Text block:
ICD-10-CM Code A59.0

Urogenital trichomoniasis

Version 2020 Non-Billable Code

Not Valid for Submission

A59.0 is a "header" nonspecific and non-billable code code, consider using a code with a higher level of specificity for a diagnosis of urogenital trichomoniasis. The code is NOT valid for the year 2020 for the submission of HIPAA-covered transactions.

ICD-10:A59.0
Short Description:Urogenital trichomoniasis
Long Description:Urogenital trichomoniasis

Consider the following ICD-10 codes with a higher level of specificity:

  • A59.00 - ... unspecified
  • A59.01 - Trichomonal vulvovaginitis
  • A59.02 - Trichomonal prostatitis
  • A59.03 - Trichomonal cystitis and urethritis
  • A59.09 - Other urogenital trichomoniasis

Code Classification

  • Certain infectious and parasitic diseases (A00–B99)
    • Infections with a predominantly sexual mode of transmission (A50-A64)
      • Trichomoniasis (A59)

Directions for this task:
Continue the ICD-10-CM code page on urogenital trichomoniasis from the point where it stops.

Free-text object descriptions
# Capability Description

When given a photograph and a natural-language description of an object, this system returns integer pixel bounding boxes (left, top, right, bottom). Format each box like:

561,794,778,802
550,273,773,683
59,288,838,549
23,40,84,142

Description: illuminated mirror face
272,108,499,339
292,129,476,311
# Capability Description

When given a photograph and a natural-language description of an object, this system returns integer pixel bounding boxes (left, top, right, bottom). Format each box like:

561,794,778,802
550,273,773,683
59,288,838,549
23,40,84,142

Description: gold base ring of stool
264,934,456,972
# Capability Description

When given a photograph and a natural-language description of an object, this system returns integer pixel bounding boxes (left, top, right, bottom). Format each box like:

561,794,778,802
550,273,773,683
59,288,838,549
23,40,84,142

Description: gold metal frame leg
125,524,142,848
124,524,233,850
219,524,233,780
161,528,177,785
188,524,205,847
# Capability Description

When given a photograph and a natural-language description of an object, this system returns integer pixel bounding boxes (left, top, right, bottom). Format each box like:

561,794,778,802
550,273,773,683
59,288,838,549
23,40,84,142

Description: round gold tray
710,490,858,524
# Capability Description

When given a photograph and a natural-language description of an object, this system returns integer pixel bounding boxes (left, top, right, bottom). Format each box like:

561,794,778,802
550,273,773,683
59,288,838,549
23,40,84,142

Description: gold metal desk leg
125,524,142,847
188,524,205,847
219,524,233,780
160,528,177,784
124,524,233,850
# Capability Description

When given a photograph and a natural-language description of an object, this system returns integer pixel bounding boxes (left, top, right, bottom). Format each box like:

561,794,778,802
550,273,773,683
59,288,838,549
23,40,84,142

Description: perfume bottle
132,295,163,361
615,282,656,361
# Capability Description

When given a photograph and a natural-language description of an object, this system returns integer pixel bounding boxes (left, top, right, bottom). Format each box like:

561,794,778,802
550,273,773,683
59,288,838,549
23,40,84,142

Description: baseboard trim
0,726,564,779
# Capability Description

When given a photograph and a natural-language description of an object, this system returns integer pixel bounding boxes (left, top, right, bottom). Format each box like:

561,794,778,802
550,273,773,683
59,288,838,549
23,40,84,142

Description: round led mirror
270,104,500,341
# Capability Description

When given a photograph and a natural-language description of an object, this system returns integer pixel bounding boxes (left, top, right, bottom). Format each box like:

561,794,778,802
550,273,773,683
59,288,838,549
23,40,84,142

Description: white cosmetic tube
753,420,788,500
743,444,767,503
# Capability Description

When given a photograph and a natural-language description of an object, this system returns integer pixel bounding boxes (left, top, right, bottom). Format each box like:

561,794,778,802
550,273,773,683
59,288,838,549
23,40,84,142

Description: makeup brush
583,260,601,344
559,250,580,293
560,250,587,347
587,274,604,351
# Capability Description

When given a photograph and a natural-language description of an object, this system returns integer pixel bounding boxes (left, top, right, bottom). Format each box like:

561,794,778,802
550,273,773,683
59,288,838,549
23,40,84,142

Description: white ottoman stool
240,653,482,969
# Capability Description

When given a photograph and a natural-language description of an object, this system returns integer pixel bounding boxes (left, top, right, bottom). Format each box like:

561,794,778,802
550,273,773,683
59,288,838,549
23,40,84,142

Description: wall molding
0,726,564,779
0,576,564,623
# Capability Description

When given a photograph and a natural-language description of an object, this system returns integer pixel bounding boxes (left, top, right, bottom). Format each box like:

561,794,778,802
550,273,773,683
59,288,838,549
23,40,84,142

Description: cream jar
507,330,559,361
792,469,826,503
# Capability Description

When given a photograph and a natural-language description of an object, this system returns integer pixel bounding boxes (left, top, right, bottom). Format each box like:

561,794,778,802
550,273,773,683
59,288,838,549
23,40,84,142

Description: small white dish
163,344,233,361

Your response:
Code History

  • FY 2016 - New Code, effective from 10/1/2015 through 9/30/2016
    (First year ICD-10-CM implemented into the HIPAA code set)
  • FY 2017 - No Change, effective from 10/1/2016 through 9/30/2017
  • FY 2018 - No Change, effective from 10/1/2017 through 9/30/2018
  • FY 2019 - No Change, effective from 10/1/2018 through 9/30/2019
  • FY 2020 - No Change, effective from 10/1/2019 through 9/30/2020

Information for Patients


Trichomoniasis

Trichomoniasis is a sexually transmitted disease caused by a parasite. It spreads from person to person during sex. Many people do not have any symptoms. If you do get symptoms, they usually happen within 5 to 28 days after being infected.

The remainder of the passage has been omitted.